> Quoted passage:
He flashes a mischievous smile. "Don't let the cannibals get to me. They'll starve."
n his dreams, Earley walks. Death's approach has not brought nightmares or visions of the afterlife. But paralysis has brought endless dreams of movement. He can feel the movement in his legs: walking, running, leaping.
Leaping over the white sands of the Long Island beaches of his childhood. In his dreams he relives that joyful moment -- that split second when a leaping child is airborne and time stops -- before his foot touches the ground again. Port Jefferson was a former whaling town, a small town. Children played in the cylindrical stone pits that whalers once used to boil down the blubber. And stuck their heads into the huge empty oil tanks and yelled, reveling in the racket of echoes.
Earley has no memory of his mother, who died of cervical cancer when he was a baby. He speaks little of his father, who suffered from agoraphobia and died of a stroke in 1989, or of his older brother, Walter, with whom he has never gotten along. He adored his grandmother, who lived with them until he was about 10.
As a teenager, he left home to live at friends' houses.
And yet he describes his childhood as idyllic. He'd spend hours meandering along the green squiggle of the high-tide mark, collecting tiny shells and dodging the terns that would dive to peck his head. With his buddies he'd motor out to the harbor's mouth to catch blowfish, and dolphins would jostle the boat.
His childhood friends remember him as smart, popular and talented -- he sang in the all-state choir; on the piano he could play from memory music he'd only just heard. One friend said that he looked big and tough but that people knew him as "poetic and charming."
In high school he was labeled an "underachiever," and by most measures (though not, he insisted, his own) Earley would "underachieve" throughout life -- following such crooked paths that when asked his profession at the age of 47, he had no answer.
The way Earley puts it, he followed everything to its logical conclusion, and then moved on to something else. "I have always followed the slant of my own inclination," he likes to say, and in the process, he says, he achieved his single lifetime goal: to become an interesting person.
"When I wanted to go somewhere," he says, "I went. When I wanted to do something, I did it. . . .
"I'm real happy with my life and how I turned out. I"m happy about the choices I made and the inclinations that led me around."

> Material shown:

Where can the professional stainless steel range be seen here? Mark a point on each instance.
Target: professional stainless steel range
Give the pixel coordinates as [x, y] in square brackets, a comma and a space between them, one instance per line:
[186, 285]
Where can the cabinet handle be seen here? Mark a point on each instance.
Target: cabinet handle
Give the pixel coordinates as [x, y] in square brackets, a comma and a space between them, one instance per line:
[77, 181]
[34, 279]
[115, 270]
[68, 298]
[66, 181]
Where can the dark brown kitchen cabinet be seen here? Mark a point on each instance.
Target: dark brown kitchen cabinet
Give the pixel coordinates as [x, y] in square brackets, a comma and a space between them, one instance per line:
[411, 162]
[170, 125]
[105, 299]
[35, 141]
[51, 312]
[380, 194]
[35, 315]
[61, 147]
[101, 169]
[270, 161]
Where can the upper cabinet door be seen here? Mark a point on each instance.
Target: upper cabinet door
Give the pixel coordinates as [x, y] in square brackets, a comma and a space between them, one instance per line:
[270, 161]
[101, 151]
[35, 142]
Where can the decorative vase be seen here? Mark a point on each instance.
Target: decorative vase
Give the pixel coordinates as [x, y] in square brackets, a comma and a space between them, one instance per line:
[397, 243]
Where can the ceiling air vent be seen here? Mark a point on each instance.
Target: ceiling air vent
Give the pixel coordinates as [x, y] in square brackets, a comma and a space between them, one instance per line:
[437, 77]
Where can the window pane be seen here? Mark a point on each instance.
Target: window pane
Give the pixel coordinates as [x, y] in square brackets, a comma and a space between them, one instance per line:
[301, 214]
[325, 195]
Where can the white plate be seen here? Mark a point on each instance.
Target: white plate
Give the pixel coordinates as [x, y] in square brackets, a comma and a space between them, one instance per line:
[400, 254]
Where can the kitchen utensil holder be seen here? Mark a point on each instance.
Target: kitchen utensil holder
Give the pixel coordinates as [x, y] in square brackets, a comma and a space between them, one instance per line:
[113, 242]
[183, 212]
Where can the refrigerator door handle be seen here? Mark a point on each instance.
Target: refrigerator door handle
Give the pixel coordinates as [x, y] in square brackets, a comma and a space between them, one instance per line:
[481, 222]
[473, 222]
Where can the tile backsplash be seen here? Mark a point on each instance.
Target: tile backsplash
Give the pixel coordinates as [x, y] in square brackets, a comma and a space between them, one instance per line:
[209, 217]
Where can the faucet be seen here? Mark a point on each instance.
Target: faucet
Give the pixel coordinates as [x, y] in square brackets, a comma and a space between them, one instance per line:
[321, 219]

> Work to be completed: Write out the passage about Earley word for word, starting at "The way Earley" and ending at "an interesting person.".

> Output of the task:
The way Earley puts it, he followed everything to its logical conclusion, and then moved on to something else. "I have always followed the slant of my own inclination," he likes to say, and in the process, he says, he achieved his single lifetime goal: to become an interesting person.